PROBLEM 1
Rewrite the paragraph beginning "Robert Harold "Nat" Young" from the Nat Young profile as a short bulleted list that keeps its main facts.

PROVIDED TEXT
....

Nat Young

Personal information
- Born: Robert Harold Young 14 November 1947 (age 78) Sydney, New South Wales, Australia
- Height: 193 cm (6 ft 4 in)
- Weight: 73 kg (160 lb)

Surfing career
- Sport: Surfing
- Major achievements: 1966 ISF World Surfing Champion (men's); 1970 Smirnoff World Pro-Am Surfing Championships Champion; Australian Surfing Champion: 1966, 1967 and 1969; Bells Beach Easter Classic winner 1966, 1967, 1970^{[circular reference]};

Surfing specifications
- Stance: Regular (natural foot)
- Shapers: Gordon Woods, Donald Takayama, Ryan Burch
- Favorite maneuvers: Barrels

= Nat Young =

Australian surfer and author (born 1947)

Robert Harold "Nat" Young (born 14 November 1947) is an Australian surfer and author.

....

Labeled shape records
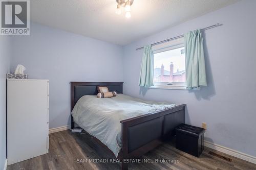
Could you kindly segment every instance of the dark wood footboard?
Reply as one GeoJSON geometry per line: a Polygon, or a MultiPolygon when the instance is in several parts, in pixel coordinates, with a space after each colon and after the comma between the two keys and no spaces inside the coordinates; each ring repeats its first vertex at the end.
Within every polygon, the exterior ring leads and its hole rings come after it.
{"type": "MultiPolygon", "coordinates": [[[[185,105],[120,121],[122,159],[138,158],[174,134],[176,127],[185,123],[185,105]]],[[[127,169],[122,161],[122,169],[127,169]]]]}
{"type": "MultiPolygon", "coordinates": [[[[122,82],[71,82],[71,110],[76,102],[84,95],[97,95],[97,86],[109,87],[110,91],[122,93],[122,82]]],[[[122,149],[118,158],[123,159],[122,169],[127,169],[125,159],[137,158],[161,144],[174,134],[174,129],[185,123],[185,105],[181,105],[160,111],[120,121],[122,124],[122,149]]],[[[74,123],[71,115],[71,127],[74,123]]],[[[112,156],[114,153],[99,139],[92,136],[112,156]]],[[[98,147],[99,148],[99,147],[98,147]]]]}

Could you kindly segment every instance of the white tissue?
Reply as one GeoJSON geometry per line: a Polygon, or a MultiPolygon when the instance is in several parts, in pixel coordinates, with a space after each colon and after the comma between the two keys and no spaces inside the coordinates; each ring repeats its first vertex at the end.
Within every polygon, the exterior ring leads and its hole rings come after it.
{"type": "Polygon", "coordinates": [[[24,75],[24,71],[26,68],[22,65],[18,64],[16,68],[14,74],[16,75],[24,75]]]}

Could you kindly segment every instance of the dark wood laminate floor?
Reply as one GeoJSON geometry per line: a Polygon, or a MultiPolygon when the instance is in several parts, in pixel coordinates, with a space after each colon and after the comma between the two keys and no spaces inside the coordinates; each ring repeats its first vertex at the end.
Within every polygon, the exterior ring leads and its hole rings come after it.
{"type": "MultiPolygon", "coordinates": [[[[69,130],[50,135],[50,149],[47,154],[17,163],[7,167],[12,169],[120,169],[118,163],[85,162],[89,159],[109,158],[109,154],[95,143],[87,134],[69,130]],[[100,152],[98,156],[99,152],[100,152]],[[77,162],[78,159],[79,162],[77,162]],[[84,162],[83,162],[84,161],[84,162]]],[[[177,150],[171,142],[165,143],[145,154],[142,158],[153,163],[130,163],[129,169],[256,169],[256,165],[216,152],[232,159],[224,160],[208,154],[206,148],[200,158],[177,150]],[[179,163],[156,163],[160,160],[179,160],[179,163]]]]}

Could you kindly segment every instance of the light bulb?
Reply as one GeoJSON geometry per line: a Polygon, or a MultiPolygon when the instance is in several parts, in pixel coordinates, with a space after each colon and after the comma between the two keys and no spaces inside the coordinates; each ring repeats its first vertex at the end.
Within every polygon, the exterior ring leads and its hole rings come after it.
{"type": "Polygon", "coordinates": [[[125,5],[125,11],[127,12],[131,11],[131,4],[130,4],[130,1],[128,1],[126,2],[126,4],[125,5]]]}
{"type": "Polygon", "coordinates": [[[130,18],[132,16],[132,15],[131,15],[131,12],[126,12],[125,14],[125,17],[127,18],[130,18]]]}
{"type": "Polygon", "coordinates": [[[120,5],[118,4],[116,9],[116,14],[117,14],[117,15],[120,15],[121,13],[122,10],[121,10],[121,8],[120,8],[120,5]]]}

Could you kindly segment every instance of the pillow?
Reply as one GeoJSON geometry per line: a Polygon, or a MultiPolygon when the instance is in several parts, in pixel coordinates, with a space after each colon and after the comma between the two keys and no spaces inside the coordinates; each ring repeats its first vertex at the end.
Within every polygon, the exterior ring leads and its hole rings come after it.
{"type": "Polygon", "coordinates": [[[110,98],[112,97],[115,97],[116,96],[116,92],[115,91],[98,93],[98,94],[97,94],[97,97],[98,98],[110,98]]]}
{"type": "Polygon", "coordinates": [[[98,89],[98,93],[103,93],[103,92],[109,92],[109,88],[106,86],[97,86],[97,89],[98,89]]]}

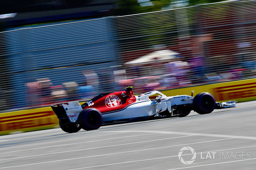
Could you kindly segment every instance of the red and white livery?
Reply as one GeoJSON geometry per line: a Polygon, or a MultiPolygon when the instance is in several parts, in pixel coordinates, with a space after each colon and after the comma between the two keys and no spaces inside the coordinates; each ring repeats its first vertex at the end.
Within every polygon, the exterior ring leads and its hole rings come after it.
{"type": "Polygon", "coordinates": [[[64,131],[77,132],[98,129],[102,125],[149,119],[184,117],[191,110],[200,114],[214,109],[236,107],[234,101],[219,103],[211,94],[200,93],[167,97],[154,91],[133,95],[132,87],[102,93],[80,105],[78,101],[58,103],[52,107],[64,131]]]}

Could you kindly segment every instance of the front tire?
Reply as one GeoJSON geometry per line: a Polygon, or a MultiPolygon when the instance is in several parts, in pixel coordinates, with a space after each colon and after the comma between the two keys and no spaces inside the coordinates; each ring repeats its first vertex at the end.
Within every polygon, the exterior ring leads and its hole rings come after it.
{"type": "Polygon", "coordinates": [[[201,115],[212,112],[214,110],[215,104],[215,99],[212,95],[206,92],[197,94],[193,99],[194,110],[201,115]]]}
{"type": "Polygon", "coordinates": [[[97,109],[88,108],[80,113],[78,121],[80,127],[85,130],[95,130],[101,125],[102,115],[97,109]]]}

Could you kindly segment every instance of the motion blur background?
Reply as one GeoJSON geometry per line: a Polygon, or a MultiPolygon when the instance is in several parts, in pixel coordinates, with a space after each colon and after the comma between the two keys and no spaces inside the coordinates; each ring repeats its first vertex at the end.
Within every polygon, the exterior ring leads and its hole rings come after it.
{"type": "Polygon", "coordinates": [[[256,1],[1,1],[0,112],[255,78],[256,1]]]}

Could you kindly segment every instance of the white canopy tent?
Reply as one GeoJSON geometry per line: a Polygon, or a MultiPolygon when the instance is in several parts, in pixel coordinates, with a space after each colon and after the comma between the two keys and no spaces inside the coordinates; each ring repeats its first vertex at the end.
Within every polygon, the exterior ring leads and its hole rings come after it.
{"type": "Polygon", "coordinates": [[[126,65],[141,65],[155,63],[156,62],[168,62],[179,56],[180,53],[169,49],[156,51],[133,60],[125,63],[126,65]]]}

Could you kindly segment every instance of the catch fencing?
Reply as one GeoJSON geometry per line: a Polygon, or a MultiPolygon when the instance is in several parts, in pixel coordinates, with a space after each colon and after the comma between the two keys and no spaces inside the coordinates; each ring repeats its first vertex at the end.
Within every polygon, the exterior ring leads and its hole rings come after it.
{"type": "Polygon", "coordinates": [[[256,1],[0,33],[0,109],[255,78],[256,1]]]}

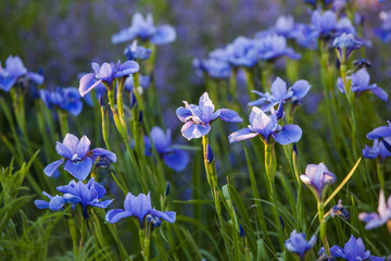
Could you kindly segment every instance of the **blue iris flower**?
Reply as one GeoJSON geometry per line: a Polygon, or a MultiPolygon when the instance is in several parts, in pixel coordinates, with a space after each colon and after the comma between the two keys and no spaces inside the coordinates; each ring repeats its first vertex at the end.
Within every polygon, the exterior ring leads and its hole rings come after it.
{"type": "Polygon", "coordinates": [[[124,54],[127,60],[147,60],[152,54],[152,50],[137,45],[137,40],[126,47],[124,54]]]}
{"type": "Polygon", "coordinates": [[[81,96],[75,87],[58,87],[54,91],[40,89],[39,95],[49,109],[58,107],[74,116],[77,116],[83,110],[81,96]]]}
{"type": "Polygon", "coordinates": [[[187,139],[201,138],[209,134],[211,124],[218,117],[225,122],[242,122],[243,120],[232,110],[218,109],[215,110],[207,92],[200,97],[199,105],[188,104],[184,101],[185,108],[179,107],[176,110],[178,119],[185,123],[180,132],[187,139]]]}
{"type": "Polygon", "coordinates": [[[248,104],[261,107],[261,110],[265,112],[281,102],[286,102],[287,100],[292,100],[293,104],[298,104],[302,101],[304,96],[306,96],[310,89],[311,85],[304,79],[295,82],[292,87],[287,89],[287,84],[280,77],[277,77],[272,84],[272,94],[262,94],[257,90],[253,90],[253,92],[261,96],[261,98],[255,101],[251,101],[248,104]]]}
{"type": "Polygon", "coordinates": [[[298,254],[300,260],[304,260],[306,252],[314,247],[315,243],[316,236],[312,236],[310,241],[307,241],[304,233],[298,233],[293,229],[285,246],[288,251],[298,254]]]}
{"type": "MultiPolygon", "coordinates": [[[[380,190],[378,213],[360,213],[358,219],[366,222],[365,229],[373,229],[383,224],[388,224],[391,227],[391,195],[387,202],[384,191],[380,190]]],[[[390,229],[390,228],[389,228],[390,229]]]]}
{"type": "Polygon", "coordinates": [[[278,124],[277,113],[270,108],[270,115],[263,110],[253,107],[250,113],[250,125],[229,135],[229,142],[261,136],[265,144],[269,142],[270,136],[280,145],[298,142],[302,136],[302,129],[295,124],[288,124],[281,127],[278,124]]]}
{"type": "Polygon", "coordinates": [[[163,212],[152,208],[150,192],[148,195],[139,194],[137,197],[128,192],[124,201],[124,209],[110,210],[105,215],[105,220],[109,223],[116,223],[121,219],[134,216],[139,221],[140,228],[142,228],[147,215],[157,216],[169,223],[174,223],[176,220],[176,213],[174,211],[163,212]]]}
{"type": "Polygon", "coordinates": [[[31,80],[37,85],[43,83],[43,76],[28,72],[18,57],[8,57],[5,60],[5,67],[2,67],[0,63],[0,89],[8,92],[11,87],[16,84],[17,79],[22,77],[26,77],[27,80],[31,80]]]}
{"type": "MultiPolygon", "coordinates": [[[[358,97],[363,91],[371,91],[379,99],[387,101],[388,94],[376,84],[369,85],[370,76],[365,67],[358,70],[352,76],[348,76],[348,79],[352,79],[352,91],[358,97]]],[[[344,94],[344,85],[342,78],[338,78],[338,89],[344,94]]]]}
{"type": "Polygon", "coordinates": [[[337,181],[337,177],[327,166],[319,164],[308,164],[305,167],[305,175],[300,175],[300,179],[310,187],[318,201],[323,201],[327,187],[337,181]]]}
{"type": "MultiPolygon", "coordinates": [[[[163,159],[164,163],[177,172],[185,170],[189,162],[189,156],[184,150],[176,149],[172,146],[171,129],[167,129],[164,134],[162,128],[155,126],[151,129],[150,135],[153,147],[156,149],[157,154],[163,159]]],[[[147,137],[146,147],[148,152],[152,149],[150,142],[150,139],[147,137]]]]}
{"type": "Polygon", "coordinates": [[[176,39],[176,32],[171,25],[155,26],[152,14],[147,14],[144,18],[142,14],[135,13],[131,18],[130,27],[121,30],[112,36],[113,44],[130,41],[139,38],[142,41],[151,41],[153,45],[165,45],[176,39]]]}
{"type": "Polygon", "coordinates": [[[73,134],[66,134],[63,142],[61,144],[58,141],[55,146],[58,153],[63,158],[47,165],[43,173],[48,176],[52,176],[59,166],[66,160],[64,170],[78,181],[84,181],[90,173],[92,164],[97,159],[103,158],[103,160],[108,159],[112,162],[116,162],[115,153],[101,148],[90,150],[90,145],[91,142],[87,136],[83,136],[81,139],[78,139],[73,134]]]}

....

PROBLEM 2
Show every line of the listing that contains the word "Could".

EXERCISE ANSWER 1
- Full name: Robert Harold "Nat" Young
- Born: 14 November 1947
- Nationality: Australian
- Occupations: surfer and author

EXERCISE ANSWER 2
Could you kindly segment every instance of the dark wood footboard?
Could you kindly segment every instance of the white tissue?
Could you kindly segment every instance of the dark wood laminate floor?
Could you kindly segment every instance of the light bulb?
Could you kindly segment every instance of the pillow?
Could you kindly segment every instance of the red and white livery?
Could you kindly segment every instance of the front tire?
Could you kindly segment every instance of the motion blur background?
Could you kindly segment every instance of the white canopy tent?
Could you kindly segment every instance of the catch fencing?
Could you kindly segment every instance of the **blue iris flower**?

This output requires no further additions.